[Items listed in a dataset]
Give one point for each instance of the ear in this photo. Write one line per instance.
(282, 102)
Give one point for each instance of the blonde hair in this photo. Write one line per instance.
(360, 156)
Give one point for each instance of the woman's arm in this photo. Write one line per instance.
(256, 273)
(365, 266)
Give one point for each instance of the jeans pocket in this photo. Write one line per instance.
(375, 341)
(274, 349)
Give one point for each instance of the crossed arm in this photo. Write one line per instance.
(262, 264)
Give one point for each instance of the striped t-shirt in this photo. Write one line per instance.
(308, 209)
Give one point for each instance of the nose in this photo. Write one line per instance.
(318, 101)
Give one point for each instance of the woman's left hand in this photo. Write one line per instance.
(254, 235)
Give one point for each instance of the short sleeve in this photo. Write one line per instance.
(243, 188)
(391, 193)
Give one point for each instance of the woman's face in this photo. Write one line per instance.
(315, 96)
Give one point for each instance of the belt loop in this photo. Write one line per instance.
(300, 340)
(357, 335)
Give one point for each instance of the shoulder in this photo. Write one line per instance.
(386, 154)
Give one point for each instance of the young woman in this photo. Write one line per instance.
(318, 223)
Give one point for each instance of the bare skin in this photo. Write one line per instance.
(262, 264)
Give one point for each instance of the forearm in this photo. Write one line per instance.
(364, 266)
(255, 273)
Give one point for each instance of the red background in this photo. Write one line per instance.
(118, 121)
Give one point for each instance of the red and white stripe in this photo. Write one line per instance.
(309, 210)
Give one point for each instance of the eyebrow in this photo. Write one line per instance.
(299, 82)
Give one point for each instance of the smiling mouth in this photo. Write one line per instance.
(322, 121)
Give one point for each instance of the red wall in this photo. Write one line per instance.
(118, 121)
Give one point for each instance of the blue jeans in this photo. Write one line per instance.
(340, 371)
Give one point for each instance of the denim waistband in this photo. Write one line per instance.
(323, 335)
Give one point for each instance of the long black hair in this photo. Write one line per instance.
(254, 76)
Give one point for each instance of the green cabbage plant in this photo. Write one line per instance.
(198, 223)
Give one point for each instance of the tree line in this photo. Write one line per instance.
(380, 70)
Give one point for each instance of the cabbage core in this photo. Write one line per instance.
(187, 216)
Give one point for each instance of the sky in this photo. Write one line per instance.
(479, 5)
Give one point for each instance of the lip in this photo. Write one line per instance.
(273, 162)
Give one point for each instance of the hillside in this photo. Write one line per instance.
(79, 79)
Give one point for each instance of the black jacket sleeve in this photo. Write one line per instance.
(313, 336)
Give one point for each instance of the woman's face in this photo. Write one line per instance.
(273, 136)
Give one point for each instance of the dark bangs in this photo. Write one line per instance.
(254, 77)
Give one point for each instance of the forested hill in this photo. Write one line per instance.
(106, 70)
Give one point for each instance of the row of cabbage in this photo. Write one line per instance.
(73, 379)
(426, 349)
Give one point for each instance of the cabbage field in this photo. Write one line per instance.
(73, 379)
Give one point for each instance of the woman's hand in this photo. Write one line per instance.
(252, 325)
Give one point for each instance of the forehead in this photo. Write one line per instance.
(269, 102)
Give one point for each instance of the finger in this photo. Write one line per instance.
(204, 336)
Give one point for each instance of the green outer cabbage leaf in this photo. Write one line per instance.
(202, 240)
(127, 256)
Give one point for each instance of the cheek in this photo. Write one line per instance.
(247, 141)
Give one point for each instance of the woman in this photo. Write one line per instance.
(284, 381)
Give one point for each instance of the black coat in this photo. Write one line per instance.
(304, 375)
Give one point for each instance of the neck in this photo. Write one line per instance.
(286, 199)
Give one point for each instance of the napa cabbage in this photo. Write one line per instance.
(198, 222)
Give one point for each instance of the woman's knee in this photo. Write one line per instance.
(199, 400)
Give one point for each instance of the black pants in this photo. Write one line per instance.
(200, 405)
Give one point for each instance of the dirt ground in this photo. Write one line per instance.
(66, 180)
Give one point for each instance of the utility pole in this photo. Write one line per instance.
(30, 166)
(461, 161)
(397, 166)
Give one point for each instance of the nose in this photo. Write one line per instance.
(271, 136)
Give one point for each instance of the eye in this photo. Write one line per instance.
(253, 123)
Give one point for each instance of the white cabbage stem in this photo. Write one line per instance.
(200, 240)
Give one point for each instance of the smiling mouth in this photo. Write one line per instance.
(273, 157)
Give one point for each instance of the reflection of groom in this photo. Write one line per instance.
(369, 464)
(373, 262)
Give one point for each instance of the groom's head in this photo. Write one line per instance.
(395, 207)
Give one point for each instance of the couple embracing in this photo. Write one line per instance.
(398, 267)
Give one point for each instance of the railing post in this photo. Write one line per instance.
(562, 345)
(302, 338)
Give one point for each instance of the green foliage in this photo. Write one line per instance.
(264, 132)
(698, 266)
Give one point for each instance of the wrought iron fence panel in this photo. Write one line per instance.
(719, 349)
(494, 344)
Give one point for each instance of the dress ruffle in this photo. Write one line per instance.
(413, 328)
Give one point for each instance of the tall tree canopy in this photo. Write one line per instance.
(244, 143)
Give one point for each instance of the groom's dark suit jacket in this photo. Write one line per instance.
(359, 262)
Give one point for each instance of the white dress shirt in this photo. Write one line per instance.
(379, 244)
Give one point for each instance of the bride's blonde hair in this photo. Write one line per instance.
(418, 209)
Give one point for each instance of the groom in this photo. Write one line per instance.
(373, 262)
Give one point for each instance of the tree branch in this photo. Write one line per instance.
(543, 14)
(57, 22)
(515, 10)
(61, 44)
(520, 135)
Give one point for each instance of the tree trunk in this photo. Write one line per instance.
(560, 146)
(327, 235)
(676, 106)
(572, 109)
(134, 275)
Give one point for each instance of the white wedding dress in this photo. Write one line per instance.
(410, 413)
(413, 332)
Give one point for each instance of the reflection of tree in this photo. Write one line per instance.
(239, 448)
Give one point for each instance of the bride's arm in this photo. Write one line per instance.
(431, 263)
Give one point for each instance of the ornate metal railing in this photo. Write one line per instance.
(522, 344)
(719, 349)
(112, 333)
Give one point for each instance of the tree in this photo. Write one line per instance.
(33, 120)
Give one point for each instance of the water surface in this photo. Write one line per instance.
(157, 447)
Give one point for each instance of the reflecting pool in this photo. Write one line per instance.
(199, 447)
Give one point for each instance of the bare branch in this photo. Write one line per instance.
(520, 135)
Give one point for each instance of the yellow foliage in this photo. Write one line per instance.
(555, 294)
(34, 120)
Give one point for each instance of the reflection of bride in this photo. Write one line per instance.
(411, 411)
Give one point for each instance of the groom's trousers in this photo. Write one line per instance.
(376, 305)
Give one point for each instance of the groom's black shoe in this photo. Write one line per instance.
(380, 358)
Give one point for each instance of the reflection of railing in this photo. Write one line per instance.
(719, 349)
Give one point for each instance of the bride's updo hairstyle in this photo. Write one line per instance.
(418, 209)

_WHAT IS NEEDED_
Reproduce, exactly and with nothing added, the lines from the one that includes "Give one point for each instance of the tree in" through the last line of the material.

_TASK RESULT_
Give one point for each instance of the tree in this photo. Write one line per instance.
(33, 120)
Give one point for each instance of the water surface in this photo. Write one line per instance.
(157, 447)
Give one point for each instance of the reflecting pool in this photo. Write one line per instance.
(199, 447)
Give one point for each instance of the bare branch in this photo. Write one line per instance.
(520, 135)
Give one point for each instance of the yellow foliage in this photo. Write one line per instance.
(555, 294)
(34, 120)
Give one point for each instance of the reflection of bride in this photo. Write one line per instance.
(411, 411)
Give one point for each instance of the groom's trousers in this photo. Write one line per instance.
(376, 305)
Give one point for each instance of the groom's black shoe in this photo. Write one line per instance.
(380, 358)
Give one point for each instance of the reflection of railing in this photo. Write one line per instance.
(719, 349)
Give one point for each instance of the bride's updo hairstyle in this photo. Write one line per instance.
(418, 209)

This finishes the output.